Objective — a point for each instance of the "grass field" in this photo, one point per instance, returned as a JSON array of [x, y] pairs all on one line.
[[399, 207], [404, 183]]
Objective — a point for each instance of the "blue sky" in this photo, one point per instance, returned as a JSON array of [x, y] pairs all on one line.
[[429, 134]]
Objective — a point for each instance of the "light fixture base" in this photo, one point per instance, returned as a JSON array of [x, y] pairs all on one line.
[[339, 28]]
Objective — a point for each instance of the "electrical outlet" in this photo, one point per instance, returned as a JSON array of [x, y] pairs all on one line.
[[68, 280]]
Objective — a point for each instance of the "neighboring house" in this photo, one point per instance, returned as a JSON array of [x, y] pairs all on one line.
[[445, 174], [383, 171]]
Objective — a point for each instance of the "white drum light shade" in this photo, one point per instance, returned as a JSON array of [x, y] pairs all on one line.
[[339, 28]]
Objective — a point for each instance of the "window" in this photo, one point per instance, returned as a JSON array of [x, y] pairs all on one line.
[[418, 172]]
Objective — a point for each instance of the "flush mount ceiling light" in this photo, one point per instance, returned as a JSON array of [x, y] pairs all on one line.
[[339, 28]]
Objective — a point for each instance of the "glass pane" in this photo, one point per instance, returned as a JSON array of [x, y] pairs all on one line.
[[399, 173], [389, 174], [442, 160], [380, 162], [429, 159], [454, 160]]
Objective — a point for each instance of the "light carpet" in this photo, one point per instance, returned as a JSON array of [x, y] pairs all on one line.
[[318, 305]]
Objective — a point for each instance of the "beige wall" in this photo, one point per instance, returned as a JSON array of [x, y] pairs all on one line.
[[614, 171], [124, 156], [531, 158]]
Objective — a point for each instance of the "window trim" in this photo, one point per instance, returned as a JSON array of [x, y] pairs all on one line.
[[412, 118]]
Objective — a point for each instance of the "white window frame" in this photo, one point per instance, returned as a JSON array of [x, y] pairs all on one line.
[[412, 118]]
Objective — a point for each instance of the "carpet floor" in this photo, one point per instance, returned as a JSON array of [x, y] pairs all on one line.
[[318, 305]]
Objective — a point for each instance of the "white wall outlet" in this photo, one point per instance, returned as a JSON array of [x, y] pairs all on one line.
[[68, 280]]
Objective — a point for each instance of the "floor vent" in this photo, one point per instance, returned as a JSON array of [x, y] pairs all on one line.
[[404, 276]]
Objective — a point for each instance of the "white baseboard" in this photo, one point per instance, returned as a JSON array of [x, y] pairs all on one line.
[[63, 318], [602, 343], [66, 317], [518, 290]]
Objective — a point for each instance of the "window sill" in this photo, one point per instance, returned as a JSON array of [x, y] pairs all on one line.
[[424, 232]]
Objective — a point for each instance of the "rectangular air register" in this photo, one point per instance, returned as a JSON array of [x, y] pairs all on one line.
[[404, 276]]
──────
◆ What to work on
Every record above is to be transcribed exactly.

◆ Task result
Objective — a point for each instance of the "grass field" in this photo, one point per instance, returned as a JSON array of [x, y] pairs all on one line.
[[399, 207], [404, 183]]
Objective — a point for each instance of the "blue sky" in this photo, one point per instance, returned as a JSON array of [x, y] pairs all on one line.
[[429, 134]]
Objective — a point for each instance of the "light fixture base" in this photo, one point per instance, returned as a JSON array of [x, y] pairs all on one line.
[[339, 28]]
Objective — a point for each instance of the "electrical outlet" in this photo, one point per instance, returned as a JSON array of [x, y] pairs all on one line.
[[68, 280]]
Objective — a point for each instance of the "neighboring house" in this photo, one point per instance, returned as a JSON array of [x, y] pairs all on one line.
[[445, 174], [383, 171]]
Objective — a point for each instance of the "white drum light shade" in this photo, one point per instance, returned as a JSON array of [x, y] pairs all on one line.
[[339, 28]]
Objective — a point for each instance of the "window" in this photo, one point per instance, returned as a JSON array of [x, y] pairs all on one line.
[[418, 172]]
Objective — a point for each instance of the "flush mount ceiling light" in this photo, one point per instance, returned as a JSON array of [x, y] pairs all on one line.
[[339, 28]]
Objective — a point for each instance of the "glass pane" in this photo, one point per instance, returned as a JSON array of [x, y] pairs all on one line.
[[399, 173], [389, 174], [442, 160], [380, 162], [429, 159], [454, 160]]
Objective — a point for each instance of the "light carpet" in this photo, one point per instance, returned as a JSON array of [x, y] pairs all on one line.
[[318, 305]]
Objective — a point for each instance of the "beige wall" in this photo, one point per instance, returned as a JSON array of [x, y] pairs all on one line.
[[614, 171], [124, 156], [531, 158]]
Objective — a point for each instance of the "window trim" in this photo, one point per instance, returned as a JSON array of [x, y] pairs all on one line.
[[412, 118]]
Objective — a point for each instance of the "white window frame" in this photo, one point per instance, returned as a JSON array of [x, y] pairs all on one line.
[[412, 118]]
Objective — a point for each instance of the "carpet floor" in this photo, one point per instance, returned as a JSON array of [x, y] pairs all on one line.
[[318, 305]]
Objective — a point for each instance of the "white wall outlet" in this photo, one point per instance, returned as a JSON array of [x, y] pairs all on one line.
[[68, 280]]
Objective — a point for each instance of the "floor vent" in this photo, one point per instance, returned as a JSON array of [x, y] pairs all on one line.
[[404, 276]]
Objective — a point for each instance of the "white baseboard" in this photo, one point per instance, returned as a JSON array of [x, y] pairs all on one line.
[[63, 318], [602, 343], [66, 317], [518, 290]]
Objective — a point for each instance of the "window sill" in this photo, one point per instance, returned as a JSON array of [x, y] pairs all on one line.
[[424, 232]]
Objective — a point for each instance of the "rectangular air register" in this photo, one point per instance, returned as a JSON array of [x, y] pairs all on one line.
[[404, 276]]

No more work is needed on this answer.